──────── PAGE EXCERPT ────────
Tidbits | Aug. 30, 2016

Today I Learned – The Vagary of AWS Availability Zones

by Stephen Spencer

In daily parlance, “zone” is used in a variety of contexts:

  1. the neutral zone (Romulan or Klingon--take your pick)
  2. the demilitarized zone
  3. a safe zone
  4. zoned-out
  5. in the zone
  6. the "friend" zone
  7. land/property-use zoning

The commonality these contexts share is the idea of a specific space;  whether physical or metaphysical, virtual or real, a “zone” defines a discrete space for a specific use or set of uses (or non-use in the case of #4).

I hadn’t thought much about whether or not the term ‘availability zone’ was etymologically accurate. 

On some level (Amazon NOCs), I imagine it is precise enough. From the perspective of an external consumer of AWS resources--I imagine most people will go through life without giving it a second thought.  Apparently, I was not destined to walk amongst them.

My goal was simple: Using the Python boto3 and botocore modules, I wanted to be able to specify a supernet, an AWS region, a CIDR mask and a VPC id and have it do the math and create the desired subnets that would subsequently be attached to the target region’s availability zones.

What I learned:

  • the concept of "zone" in AWS-land is fluid.  Something I noticed: the AZ is the only AWS thing that does not have an associated ID (at least not available to mortals)
  • the EC2 API will give you a list of possible availability zones. They may all be active or... not. (e.g: us-east-1 currently has five zones. Four of them exist. The letter associated with the dead zone is chosen by Amazon when you create your account)

When you ask for the list of an AZ within us-east-1:

[
    "AvailabilityZones",
    [
        {
            "State": "available",
            "RegionName": "us-east-1",
            "Messages": [],
            "ZoneName": "us-east-1a"
        },
        {
            "State": "available",
            "RegionName": "us-east-1",
            "Messages": [],
            "ZoneName": "us-east-1b"
──────── GIVEN DATA ────────
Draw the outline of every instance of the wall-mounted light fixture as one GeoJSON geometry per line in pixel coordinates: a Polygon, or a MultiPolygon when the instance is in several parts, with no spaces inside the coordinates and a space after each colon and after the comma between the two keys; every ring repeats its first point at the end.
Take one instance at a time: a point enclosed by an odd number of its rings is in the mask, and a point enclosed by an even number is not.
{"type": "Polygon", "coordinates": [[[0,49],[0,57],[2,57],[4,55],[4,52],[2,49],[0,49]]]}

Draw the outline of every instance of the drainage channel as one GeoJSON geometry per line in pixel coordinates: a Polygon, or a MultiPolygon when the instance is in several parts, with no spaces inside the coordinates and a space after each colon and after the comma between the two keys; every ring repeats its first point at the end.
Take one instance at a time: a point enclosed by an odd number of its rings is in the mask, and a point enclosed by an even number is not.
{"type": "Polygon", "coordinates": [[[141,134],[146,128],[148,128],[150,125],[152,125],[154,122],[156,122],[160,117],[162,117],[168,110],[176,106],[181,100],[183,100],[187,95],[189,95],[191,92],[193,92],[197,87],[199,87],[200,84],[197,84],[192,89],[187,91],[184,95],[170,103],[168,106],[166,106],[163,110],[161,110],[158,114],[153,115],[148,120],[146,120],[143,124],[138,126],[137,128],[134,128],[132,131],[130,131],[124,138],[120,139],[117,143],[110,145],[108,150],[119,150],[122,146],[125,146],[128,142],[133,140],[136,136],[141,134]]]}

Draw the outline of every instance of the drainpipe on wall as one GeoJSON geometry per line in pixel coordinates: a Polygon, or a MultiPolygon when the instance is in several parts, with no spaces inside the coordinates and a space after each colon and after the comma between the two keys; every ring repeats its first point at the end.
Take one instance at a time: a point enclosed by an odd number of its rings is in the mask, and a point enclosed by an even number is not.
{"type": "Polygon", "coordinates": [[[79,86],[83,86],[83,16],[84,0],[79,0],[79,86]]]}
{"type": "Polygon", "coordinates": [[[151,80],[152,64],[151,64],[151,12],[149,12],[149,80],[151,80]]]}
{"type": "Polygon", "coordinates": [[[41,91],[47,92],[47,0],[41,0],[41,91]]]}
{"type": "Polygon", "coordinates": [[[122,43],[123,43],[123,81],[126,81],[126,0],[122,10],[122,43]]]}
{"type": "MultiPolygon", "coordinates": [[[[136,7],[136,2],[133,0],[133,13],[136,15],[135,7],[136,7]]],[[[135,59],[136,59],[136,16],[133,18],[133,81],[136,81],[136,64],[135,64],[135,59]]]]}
────────
> **TASK BRIEF**: Pick up the AWS availability zones post after its last shown line and write the part that comes next.

> **RESPONSE**:
        },
        {
            "State": "available",
            "RegionName": "us-east-1",
            "Messages": [],
            "ZoneName": "us-east-1c"
        },
        {
            "State": "available",
            "RegionName": "us-east-1",
            "Messages": [],
            "ZoneName": "us-east-1d"
        },
        {
            "State": "available",
            "RegionName": "us-east-1",
            "Messages": [],
            "ZoneName": "us-east-1e"
        }
    ]
]

Today there are only 4 active zones.  Which one is the Dead Zone(tm)?  The solution: simple brute force!

  1. Get the list of possible AZs for the region
  2. Create a dummy VPC using a moderate sized IPv4 supernet (/21)
  3. Divide the supernet into several subnets -- there are 8 /24 subnets in a /21 network so unless Amazon rolls out a region with more than 8 AZs, we're covered
  4. Start creating subnets on the dummy VPC
  5. The response from Amazon is a dictionary with a ResponseMetadata key.  If response['ResponseMetadata']['HttpStatusCode'], you have a live AZ
  6. Cache this on a per-account basis.

import boto3
from botocore.exceptions import ClientError
from ipaddr import IPNetwork    # https://github.com/google/ipaddr-py

def verified_az_list(region=us-east-1, key=None, keyid=None, profile=None, supernet=10.255.248.0/21):
    retval = []
	
    rc_boto = boto3.Session(aws_access_key_id=keyid,         # 1
                       aws_secret_access_key=key,
                       region_name=region)

    mc_ec2 = boto3.client(ec2)

    (_, az_dat,), stat = mc.describe_availability_zones().items()

    az_list = [t['ZoneName'] for t in az_dat]

    resp = mc_ec2.create_vpc(                                # 2
        CidrBlock=supernet, InstanceTenancy='default'
    )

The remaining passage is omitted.